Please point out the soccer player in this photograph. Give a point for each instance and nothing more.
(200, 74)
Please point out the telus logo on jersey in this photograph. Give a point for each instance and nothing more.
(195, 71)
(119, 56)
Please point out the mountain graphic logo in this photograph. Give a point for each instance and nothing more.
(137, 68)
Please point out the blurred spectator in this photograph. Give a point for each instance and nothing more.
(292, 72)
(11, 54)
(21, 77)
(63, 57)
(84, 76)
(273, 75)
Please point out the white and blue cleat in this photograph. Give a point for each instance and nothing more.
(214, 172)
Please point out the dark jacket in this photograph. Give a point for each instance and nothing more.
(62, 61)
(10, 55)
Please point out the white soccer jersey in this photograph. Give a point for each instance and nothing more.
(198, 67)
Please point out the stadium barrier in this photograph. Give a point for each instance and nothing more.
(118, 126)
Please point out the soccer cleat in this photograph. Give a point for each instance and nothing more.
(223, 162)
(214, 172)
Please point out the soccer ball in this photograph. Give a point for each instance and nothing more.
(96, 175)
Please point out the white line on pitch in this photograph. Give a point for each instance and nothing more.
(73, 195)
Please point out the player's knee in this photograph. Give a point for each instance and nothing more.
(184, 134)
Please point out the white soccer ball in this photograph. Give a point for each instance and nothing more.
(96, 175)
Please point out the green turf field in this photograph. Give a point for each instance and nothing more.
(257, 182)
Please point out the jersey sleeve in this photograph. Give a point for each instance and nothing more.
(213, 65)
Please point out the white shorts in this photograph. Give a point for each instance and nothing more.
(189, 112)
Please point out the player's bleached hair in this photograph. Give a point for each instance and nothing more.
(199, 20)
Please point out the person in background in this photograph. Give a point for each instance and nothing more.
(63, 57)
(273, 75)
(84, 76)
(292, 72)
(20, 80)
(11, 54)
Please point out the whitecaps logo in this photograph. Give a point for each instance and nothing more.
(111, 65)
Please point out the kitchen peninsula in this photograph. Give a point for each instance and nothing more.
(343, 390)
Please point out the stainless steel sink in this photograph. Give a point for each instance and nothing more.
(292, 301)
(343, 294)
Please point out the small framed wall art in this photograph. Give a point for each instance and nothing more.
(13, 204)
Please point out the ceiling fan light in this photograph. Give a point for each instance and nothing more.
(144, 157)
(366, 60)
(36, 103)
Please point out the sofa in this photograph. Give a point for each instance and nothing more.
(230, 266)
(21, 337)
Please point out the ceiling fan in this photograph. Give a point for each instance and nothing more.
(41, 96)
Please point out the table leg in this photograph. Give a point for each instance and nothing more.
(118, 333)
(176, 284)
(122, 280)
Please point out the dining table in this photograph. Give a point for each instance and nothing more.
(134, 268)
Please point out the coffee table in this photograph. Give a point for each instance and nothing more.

| EXERCISE |
Copy the listing above word for word, from the line that contains "Please point out the white shorts" through the last line of the listing.

| ANSWER FOR THIS EXERCISE |
Please point out the white shorts in this photograph. Give a point for each instance and nothing more.
(189, 112)
Please point out the player's bleached hair in this photograph. Give a point for each instance and nothing more.
(199, 20)
Please point out the person in background in this photograph. Give a point for each instance and nothing more.
(63, 57)
(273, 75)
(84, 76)
(292, 72)
(20, 80)
(11, 54)
Please point out the whitecaps logo in this photograph. Give a point for each instance and nothing more.
(111, 65)
Please point out the kitchen peninsula in this photograph. Give a point for each instance and nothing more.
(343, 390)
Please point out the stainless steel sink in this photograph. Give a point for each instance and nothing more.
(292, 301)
(343, 294)
Please point out the small framed wall art in this photograph. Give a point for each instance and nothing more.
(13, 204)
Please point out the ceiling fan light in this photograph. Give a point for each instance and nothing more.
(144, 157)
(366, 60)
(36, 103)
Please point out the sofa in this photograph. Give a point for each instance and nothing more.
(230, 266)
(21, 337)
Please point out the ceiling fan in this photograph. Give a point for each instance and nothing more.
(41, 96)
Please point out the table leg in this photograph. Give a point for each instance and nothing more.
(118, 333)
(176, 284)
(122, 280)
Please point out the dining table in this photograph. Give a point for each instance and nothing more.
(134, 268)
Please point out the coffee table in this photograph. Give a point for each instance and nothing more.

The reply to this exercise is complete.